> Exercise directions
Reproduce every one of the records below word for word, omitting the pictures.

[Dataset entries]
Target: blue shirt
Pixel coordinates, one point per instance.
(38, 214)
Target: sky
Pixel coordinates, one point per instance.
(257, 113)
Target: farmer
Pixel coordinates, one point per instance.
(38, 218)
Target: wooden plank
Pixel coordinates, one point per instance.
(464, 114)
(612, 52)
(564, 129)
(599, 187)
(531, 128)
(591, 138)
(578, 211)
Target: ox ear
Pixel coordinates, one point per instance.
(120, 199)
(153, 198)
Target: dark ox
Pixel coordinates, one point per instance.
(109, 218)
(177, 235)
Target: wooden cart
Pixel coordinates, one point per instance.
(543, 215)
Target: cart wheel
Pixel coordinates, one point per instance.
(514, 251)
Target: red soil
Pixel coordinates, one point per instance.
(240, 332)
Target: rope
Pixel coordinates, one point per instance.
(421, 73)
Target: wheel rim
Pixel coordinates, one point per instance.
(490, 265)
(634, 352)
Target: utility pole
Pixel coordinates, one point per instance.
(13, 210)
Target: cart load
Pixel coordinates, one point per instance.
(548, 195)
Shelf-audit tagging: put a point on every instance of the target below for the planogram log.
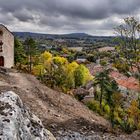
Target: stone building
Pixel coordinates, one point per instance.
(6, 47)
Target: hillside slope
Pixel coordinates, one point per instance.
(58, 111)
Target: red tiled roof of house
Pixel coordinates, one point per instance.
(127, 82)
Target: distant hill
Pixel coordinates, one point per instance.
(24, 35)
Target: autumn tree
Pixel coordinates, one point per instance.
(129, 43)
(31, 50)
(19, 53)
(82, 75)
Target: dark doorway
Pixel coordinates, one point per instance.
(1, 61)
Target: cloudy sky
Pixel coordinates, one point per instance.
(96, 17)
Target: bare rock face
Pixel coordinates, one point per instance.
(17, 122)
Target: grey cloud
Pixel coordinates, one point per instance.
(67, 14)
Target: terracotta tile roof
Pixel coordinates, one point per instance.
(127, 82)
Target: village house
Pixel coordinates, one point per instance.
(6, 47)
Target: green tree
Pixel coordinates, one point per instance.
(102, 80)
(19, 53)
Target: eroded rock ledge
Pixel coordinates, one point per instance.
(17, 122)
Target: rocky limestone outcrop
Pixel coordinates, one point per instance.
(17, 122)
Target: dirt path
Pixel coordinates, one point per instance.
(52, 107)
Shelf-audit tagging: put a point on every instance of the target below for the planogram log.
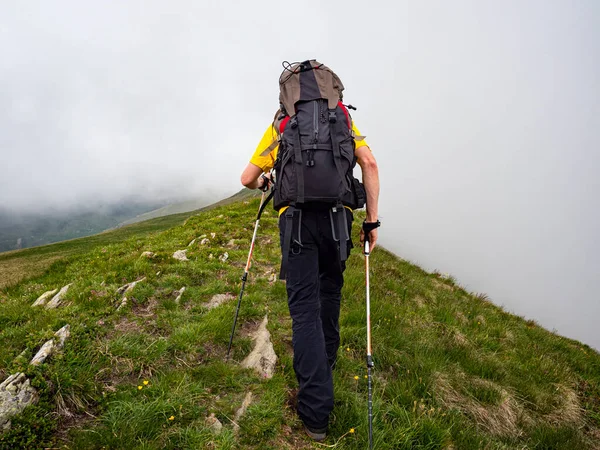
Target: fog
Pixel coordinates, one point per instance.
(484, 119)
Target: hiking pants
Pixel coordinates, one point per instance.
(314, 283)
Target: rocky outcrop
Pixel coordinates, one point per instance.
(180, 255)
(16, 394)
(58, 298)
(262, 358)
(52, 346)
(123, 290)
(42, 299)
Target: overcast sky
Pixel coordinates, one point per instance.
(484, 118)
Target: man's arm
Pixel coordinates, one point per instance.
(370, 173)
(251, 177)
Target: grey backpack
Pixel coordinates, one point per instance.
(316, 159)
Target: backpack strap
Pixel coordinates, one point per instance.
(298, 160)
(337, 155)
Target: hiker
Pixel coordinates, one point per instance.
(313, 145)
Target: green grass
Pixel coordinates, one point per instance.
(451, 369)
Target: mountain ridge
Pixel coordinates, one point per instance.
(452, 369)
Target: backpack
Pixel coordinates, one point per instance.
(316, 158)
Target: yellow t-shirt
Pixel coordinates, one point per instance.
(266, 152)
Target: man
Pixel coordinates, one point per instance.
(315, 227)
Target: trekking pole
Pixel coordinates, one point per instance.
(261, 208)
(368, 227)
(369, 353)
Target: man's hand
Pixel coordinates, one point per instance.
(371, 229)
(264, 182)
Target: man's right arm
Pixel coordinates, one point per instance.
(370, 173)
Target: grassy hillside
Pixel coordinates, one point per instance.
(452, 370)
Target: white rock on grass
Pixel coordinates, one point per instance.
(16, 394)
(123, 290)
(241, 411)
(180, 255)
(180, 292)
(262, 358)
(58, 298)
(217, 300)
(123, 303)
(42, 299)
(52, 346)
(214, 424)
(128, 287)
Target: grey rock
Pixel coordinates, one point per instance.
(262, 358)
(16, 394)
(52, 346)
(180, 255)
(42, 299)
(58, 298)
(180, 291)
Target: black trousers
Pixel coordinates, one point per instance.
(314, 283)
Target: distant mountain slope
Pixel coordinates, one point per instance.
(34, 229)
(452, 370)
(175, 208)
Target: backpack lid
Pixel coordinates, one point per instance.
(308, 80)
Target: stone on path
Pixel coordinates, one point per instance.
(16, 394)
(44, 297)
(214, 424)
(217, 300)
(180, 291)
(52, 346)
(262, 358)
(180, 255)
(58, 298)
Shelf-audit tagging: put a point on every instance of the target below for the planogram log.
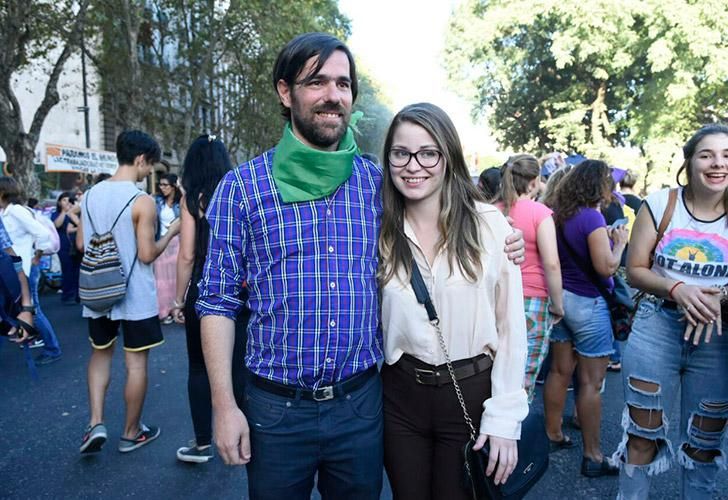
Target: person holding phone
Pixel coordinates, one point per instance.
(165, 267)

> Exercise result
Target: blue shirt
Pixel coordinates, one point per instance.
(38, 214)
Target: sky
Pixel coordinates, one point per instance.
(257, 113)
Target: farmer
Pixel coordinates, one point per instance.
(38, 218)
Target: wooden plank
Pixel coordinates, one point per instance.
(464, 114)
(612, 52)
(564, 129)
(599, 187)
(531, 128)
(591, 138)
(578, 211)
Target: ox ear
Pixel coordinates, one point per instance.
(120, 199)
(153, 198)
Target: dark ox
Pixel coordinates, one point per instance.
(109, 218)
(177, 235)
Target: wooden cart
Pixel coordinates, one point per instance.
(543, 215)
Target: cart wheel
Pixel coordinates, one point per instance.
(514, 251)
Target: red soil
Pixel coordinates, one point per instance.
(240, 332)
Target: rope
Pixel coordinates, one point per instance.
(421, 73)
Target: wheel rim
Pixel coordinates, one point per instance.
(490, 265)
(634, 352)
Target: utility pole
Pixel coordinates, one point per instance.
(13, 210)
Target: cart load
Pixel coordinates, one point per instance.
(548, 195)
Shelf-audit tagging: put a point on every instance of the target below for the planogram log.
Target: stone building
Pixel coordinates, one point per instance.
(6, 47)
Target: hillside slope
Pixel coordinates, one point per instance.
(58, 111)
Target: red tiled roof of house
Pixel coordinates, one point per instance.
(127, 82)
Target: distant hill
Pixel coordinates, one point per instance.
(24, 35)
Target: autumn tree
Pixel coordinates, one point per instance.
(129, 43)
(31, 50)
(19, 53)
(82, 75)
Target: dark doorway
Pixel coordinates, one point per instance.
(1, 61)
Target: cloudy sky
Pixel coordinates, one point per instance.
(96, 17)
Target: bare rock face
Pixel coordinates, one point per instance.
(17, 122)
Target: grey cloud
Pixel coordinates, one point per instance.
(67, 14)
Target: terracotta tile roof
Pixel coordinates, one point per instance.
(127, 82)
Target: village house
Pixel coordinates, one point per instance.
(6, 47)
Target: green tree
Pixel coordinates, one point per instance.
(102, 80)
(19, 53)
Target: eroded rock ledge
Pixel coordinates, one point per instance.
(17, 122)
Target: rocky limestone outcrop
Pixel coordinates, one point per instance.
(17, 122)
Target: dirt path
Pixel coordinates, one point per instance.
(52, 107)
Shelf-audit tagging: put a point on every instance of the target below for the planogram log.
Target: fog
Pixel coordinates, one point per instance.
(484, 119)
Target: hiking pants
Pixel coordinates, one point per instance.
(314, 283)
Target: rocky outcrop
Pixel coordinates, one point per instance.
(180, 255)
(16, 394)
(58, 298)
(262, 358)
(52, 346)
(123, 290)
(42, 299)
Target: overcast sky
Pixel coordinates, one point per instance.
(484, 118)
Target: man's arm
Pixel coordinates, one point per instance.
(370, 173)
(251, 177)
Target: grey backpack
Pixel coordinates, one point per instance.
(316, 159)
Target: backpack strap
Pixel coordinates, one point per instance.
(298, 160)
(337, 155)
Target: hiker
Pixel coordinates, one point per instance.
(313, 145)
Target: green grass
Pixel coordinates, one point per instance.
(451, 369)
Target: mountain ridge
Pixel coordinates, one point per instance.
(452, 369)
Target: backpack
Pixel coordinates, one point per instance.
(316, 158)
Target: yellow t-shirt
Pixel coordinates, one point per instance.
(266, 152)
Target: man
Pixel coordinates, one point per instance.
(315, 227)
Target: trekking pole
Pixel coordinates, one point per instance.
(261, 208)
(368, 227)
(369, 353)
Target: man's hand
Pixel coordinates, one point per instance.
(371, 229)
(264, 182)
Target: man's right arm
Pixel coordinates, one point per instance.
(370, 173)
Target: grassy hillside
Pixel coordinates, one point per instance.
(452, 370)
Target: white rock on grass
Pixel coordinates, one point per instance.
(16, 394)
(123, 290)
(241, 411)
(180, 255)
(180, 292)
(262, 358)
(58, 298)
(217, 300)
(123, 303)
(42, 299)
(52, 346)
(214, 424)
(128, 287)
Target: grey rock
Pixel coordinates, one point per instance.
(262, 358)
(16, 394)
(52, 346)
(180, 255)
(42, 299)
(58, 298)
(180, 291)
Target: black trousers
Pixel coordinates, one point per instance.
(314, 283)
Target: distant mountain slope
Pixel coordinates, one point per instance.
(34, 229)
(452, 370)
(175, 208)
Target: backpack lid
Pixel coordinates, one point per instance.
(308, 80)
Target: stone on path
Pixel coordinates, one point per instance.
(16, 394)
(44, 297)
(214, 424)
(217, 300)
(180, 291)
(52, 346)
(262, 358)
(180, 255)
(58, 298)
Shelf-audit tagging: put a point on every instance of the target below for the planogram log.
Target: person holding phone
Pixel coordinates, one point per instance.
(165, 267)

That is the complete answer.